Extracted records START

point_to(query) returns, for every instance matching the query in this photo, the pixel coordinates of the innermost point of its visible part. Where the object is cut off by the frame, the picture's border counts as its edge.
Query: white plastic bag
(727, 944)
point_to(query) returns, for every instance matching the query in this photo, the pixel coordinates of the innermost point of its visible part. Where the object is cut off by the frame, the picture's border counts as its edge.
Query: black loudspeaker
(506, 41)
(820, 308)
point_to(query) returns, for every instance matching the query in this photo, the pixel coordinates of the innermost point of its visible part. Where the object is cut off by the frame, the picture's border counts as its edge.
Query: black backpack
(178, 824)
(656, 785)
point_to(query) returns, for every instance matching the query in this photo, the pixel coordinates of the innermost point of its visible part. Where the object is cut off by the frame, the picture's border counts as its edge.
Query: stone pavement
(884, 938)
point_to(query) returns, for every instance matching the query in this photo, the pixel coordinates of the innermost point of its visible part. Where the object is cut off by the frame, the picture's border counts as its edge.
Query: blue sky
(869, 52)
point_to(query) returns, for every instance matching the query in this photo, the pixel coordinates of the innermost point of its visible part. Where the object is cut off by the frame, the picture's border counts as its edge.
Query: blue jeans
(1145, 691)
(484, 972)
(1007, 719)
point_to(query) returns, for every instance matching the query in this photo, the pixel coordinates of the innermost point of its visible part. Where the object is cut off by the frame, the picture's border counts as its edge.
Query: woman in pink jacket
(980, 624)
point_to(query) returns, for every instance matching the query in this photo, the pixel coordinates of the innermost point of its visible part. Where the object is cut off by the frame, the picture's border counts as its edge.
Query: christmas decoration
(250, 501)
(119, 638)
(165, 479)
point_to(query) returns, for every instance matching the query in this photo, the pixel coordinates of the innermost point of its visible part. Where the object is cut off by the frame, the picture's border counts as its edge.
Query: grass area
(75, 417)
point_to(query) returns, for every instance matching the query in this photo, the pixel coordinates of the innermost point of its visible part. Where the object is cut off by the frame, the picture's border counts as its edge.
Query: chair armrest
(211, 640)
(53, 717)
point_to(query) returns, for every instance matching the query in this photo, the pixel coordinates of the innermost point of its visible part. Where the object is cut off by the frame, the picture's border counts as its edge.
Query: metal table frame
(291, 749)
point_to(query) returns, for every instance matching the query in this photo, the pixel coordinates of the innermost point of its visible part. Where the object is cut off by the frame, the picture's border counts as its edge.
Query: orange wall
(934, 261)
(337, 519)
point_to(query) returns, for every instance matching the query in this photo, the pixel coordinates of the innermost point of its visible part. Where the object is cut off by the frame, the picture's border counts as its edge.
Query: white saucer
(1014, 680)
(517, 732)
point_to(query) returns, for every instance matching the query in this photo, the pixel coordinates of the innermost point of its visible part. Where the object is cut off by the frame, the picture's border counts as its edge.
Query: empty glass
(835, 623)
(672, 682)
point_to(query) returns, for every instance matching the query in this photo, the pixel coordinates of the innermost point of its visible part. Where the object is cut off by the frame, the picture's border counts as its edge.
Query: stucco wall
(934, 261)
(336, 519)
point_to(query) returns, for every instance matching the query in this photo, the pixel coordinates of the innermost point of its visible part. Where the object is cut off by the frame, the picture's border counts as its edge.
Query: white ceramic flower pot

Extracted records END

Word for word, write out each entry shown above.

point_to(query) returns, for every instance matching the query in this photo, the pixel coordinates of the innermost point of its visible part. Where the object is cut off by the frame, the picture's border counts as its edge.
Query: white plastic bag
(727, 944)
point_to(query) returns, for every instance matching the query in this photo, the pixel coordinates of the innermost point of its visible part. Where the object is cut off by the frame, the picture's border counts as its edge.
Query: black loudspeaker
(506, 41)
(820, 308)
point_to(query) returns, for every instance matching the query in this photo, the pixel coordinates of the innermost point of its visible part. Where the object is cut off by the frame, the picture's border counts as its edge.
Query: black backpack
(178, 824)
(656, 785)
point_to(query) returns, for every instance matching the query in this photo, the pixel coordinates of the innermost point of its visible part. Where the object is cut off by the frame, the picture's border counts as its edge.
Query: stone pavement
(884, 938)
point_to(query) returns, for every instance matching the query in this photo, the pixel coordinates of the innermost point of its visible part. Where the object is cut off by the frame, the picture's border counts as its edge.
Query: blue sky
(869, 52)
point_to(query) returns, for every instance matching the query in this photo, the pixel coordinates of the innermost point of its visible part. Where the object is cut off by the frame, the picture's border counts as its edge.
Query: blue jeans
(1145, 691)
(484, 972)
(1007, 719)
point_to(query) returns, for every instance matching the query in this photo, the pixel coordinates of the innermost point of its visible part. Where the object is cut off by the frame, the picture's border counts as its edge.
Query: woman in pink jacket
(980, 624)
point_to(query) returns, for every instance matching the query in this photo, the pixel coordinates of the innermost point of its visible part. Where the object is cut off by the frame, the picture's border counts as its edge.
Query: christmas decoration
(250, 501)
(119, 638)
(165, 479)
point_to(query) returns, for every instance matching the query in this photo, the pixel coordinates of the innermost point of its visible part. Where the object is cut off by the frame, the picture's border counts as its edge.
Query: grass area
(75, 417)
point_to(query) returns, for every instance matching the query in this photo, the pixel coordinates of the innermost point of its visible part. Where the object is cut off by the frame, the picture's border counts as its edge.
Query: chair armrest
(211, 640)
(53, 717)
point_to(query) returns, for every instance matching the query in this photo, the pixel coordinates of the innermost point of its visible part. Where the object is cut off by the frame, the picture's border counts as its edge.
Query: metal table frame
(291, 749)
point_to(query) returns, for every instance matching the query in this photo, the pixel coordinates of the innermost point of its visible part. Where the object is cut off by the frame, the picture's border counts as its edge.
Query: orange wall
(934, 261)
(337, 519)
point_to(query) returns, for every instance matching the query in this photo, the pixel coordinates of the innermost point of its visible part. Where the object is cut off by the frame, the picture's border counts as its edge.
Query: white saucer
(1014, 680)
(517, 732)
point_to(query) returns, for every instance matching the query in this photo, the pixel coordinates of the innermost point of its visible part. Where the object is cut off by the frame, the picture's border counts as its edge.
Query: empty glass
(835, 623)
(672, 682)
point_to(query) returns, for every instance matching the query in this photo, the pixel coordinates of the innermost point of its visible part. Where the object is cut off by the frame, the picture's border counts as its edge.
Query: stucco wall
(934, 261)
(336, 519)
point_to(query) returns, for every instance matching the query in this photo, the pixel coordinates of the innermost point of its visible part. Where the object is cut off by the frame, the picture's border counts as its edge.
Query: white ceramic flower pot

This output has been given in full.